▶ [DOCUMENT TEXT]:
%%
Note: This functionality is available in **Amazon OpenSearch** 2.15.0 or later (we release odd versions), and Opensearch 2.14.0 or later


#### Step 1. Install dependancies needed for this notebook.

Ignore the ERROR about pip's dependencies.

In [None]:
%pip install sagemaker requests-aws4auth GitPython opensearch-py --upgrade --quiet

#### Step 2. Install git-lfs so that we can clone the model repos to our notebook

In [None]:
!sudo yum install -y amazon-linux-extras
!sudo amazon-linux-extras install epel -y 
!sudo yum-config-manager --enable epel
!sudo yum install git-lfs -y
!git lfs install

#### Step 3.  Store the Cloudformation output values as variables

This code block will store your cloudformation stack outputs as variables: S3BucketName, SageMakerExecutionRoleArn, SageMakerOpenSearchRoleArn, OpensearchDashboardsURL, OpensearchDomainEndpoint

In [None]:
import boto3

cf_client = boto3.client('cloudformation')

# Replace 'YourStackName' with the actual name of your CloudFormation stack
stack_name = 'opensearch-lang-detect-demo'

# Get stack outputs
response = cf_client.describe_stacks(StackName=stack_name)
outputs = response['Stacks'][0]['Outputs']

# Create a dictionary to store the outputs
output_dict = {output['OutputKey']: output['OutputValue'] for output in outputs}

# Retrieve values from the output dictionary
s3BucketName = output_dict.get('S3BucketName', 'Not found')
sageMakerExecutionRoleArn = output_dict.get('SageMakerExecutionRoleArn', 'Not found')
sageMakerOpenSearchRoleArn = output_dict.get('SageMakerOpenSearchRoleArn', 'Not found')
opensearchDomainEndpoint = output_dict.get('OpenSearchDomainEndpoint', 'Not found')

print('S3 Bucket Name: ' + s3BucketName)
%%
▶ [DATA]:
%%
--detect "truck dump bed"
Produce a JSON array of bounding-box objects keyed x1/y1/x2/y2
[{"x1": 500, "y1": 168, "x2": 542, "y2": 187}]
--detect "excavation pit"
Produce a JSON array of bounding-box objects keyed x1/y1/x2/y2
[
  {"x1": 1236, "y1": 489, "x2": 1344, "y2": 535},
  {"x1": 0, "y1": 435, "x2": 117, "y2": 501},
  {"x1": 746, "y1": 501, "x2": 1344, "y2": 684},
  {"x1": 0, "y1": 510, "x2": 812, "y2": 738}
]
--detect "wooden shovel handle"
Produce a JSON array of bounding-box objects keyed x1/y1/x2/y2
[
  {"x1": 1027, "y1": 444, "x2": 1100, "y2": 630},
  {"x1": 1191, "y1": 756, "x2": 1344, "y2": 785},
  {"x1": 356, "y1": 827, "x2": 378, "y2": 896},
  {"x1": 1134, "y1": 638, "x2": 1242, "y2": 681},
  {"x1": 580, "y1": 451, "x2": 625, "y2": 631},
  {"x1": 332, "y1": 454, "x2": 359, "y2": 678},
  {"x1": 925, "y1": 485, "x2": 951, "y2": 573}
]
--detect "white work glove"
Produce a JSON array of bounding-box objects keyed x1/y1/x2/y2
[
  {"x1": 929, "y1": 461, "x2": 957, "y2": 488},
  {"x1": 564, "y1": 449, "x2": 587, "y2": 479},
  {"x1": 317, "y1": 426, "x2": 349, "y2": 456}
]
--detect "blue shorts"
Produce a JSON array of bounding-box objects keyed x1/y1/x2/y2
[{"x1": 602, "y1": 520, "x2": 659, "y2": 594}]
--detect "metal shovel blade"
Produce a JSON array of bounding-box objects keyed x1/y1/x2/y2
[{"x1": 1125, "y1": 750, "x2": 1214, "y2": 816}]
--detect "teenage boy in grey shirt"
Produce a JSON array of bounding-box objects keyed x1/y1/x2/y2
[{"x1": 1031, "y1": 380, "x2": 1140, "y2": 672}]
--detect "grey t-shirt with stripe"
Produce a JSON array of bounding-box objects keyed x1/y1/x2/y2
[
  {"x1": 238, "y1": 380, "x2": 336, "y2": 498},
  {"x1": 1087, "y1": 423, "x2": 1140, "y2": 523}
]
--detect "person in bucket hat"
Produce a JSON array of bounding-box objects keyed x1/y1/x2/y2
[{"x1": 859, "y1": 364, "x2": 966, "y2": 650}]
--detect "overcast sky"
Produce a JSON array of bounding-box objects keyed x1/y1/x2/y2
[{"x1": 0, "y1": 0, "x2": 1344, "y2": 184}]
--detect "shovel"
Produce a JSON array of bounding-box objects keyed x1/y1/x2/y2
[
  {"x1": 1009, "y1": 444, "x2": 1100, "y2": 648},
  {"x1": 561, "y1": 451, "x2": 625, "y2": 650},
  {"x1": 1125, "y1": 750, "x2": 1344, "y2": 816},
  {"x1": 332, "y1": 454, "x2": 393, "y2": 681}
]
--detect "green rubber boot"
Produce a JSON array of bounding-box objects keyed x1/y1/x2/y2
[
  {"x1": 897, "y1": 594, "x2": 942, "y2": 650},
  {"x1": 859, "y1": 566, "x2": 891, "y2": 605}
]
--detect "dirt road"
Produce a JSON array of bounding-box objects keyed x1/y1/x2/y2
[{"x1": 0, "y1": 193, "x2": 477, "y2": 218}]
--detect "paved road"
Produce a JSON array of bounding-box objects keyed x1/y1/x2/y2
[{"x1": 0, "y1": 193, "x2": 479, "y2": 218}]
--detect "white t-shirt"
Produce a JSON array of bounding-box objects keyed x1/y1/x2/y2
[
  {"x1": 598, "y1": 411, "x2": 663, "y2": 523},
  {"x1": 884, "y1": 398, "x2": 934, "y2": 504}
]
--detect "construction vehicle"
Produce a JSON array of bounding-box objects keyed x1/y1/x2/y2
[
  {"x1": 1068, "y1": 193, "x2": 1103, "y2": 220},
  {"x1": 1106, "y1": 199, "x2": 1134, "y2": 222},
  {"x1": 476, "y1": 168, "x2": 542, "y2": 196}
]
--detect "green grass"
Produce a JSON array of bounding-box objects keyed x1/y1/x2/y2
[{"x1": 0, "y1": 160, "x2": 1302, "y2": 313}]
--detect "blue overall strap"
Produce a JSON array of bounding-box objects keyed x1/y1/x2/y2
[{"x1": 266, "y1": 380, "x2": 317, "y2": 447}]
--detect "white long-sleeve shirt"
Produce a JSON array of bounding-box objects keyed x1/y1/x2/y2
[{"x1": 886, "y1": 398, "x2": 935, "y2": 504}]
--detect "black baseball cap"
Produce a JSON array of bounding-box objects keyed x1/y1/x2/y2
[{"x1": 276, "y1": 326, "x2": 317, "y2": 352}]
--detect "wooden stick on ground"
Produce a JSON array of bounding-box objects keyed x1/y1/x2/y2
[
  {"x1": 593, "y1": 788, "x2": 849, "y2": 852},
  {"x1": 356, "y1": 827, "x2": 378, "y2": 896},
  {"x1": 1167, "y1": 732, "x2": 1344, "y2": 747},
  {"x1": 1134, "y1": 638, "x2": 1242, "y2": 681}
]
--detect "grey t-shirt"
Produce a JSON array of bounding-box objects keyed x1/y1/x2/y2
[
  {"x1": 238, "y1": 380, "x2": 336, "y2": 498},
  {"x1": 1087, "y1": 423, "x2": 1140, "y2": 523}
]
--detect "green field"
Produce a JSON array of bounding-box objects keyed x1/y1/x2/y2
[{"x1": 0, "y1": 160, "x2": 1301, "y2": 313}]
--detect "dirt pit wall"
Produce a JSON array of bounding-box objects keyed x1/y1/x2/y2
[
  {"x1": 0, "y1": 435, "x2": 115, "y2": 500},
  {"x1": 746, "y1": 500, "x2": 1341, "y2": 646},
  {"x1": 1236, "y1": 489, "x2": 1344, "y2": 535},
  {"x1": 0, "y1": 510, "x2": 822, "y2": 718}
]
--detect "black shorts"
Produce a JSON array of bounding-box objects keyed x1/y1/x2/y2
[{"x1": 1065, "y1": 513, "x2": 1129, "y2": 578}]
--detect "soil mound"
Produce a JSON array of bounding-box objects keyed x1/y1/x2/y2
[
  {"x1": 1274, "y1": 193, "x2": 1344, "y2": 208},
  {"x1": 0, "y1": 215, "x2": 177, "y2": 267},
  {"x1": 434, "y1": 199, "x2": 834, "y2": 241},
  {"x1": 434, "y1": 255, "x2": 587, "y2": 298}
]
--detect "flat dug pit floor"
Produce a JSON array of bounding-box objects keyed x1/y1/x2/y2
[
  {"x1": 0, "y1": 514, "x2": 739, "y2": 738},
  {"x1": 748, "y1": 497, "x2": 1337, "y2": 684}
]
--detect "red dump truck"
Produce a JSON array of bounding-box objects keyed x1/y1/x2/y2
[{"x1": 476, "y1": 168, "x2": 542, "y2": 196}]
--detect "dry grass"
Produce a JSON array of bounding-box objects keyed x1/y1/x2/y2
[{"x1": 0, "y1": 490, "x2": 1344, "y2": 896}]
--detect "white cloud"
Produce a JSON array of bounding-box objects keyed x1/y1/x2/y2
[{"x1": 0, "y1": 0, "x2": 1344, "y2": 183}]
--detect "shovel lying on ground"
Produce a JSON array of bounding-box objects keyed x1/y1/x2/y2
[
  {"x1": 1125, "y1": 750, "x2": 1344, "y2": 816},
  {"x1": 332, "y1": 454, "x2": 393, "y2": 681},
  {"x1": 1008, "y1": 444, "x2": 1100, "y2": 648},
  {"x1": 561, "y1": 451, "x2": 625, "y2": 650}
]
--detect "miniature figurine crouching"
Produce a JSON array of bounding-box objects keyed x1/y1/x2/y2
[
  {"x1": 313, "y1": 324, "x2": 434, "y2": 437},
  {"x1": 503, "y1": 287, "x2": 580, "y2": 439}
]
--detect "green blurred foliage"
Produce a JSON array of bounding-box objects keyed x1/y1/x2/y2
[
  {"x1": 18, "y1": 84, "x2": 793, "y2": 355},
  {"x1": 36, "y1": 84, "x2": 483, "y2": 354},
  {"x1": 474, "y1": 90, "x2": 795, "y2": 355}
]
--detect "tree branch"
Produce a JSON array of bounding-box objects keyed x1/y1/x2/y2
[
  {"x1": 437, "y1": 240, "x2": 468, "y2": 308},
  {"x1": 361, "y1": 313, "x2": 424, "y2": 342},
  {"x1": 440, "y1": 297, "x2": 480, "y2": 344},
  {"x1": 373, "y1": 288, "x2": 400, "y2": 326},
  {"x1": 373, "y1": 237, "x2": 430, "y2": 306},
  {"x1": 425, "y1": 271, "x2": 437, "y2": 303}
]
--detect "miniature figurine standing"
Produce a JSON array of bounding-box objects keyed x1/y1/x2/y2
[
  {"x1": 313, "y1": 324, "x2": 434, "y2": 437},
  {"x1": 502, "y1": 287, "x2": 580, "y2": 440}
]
%%
▶ [WHAT THE TASK ASKS]: Name every Python package that the pip command in Step 1 of the notebook walkthrough installs.

▶ [COMPLETE OUTPUT]: sagemaker, requests-aws4auth, GitPython, opensearch-py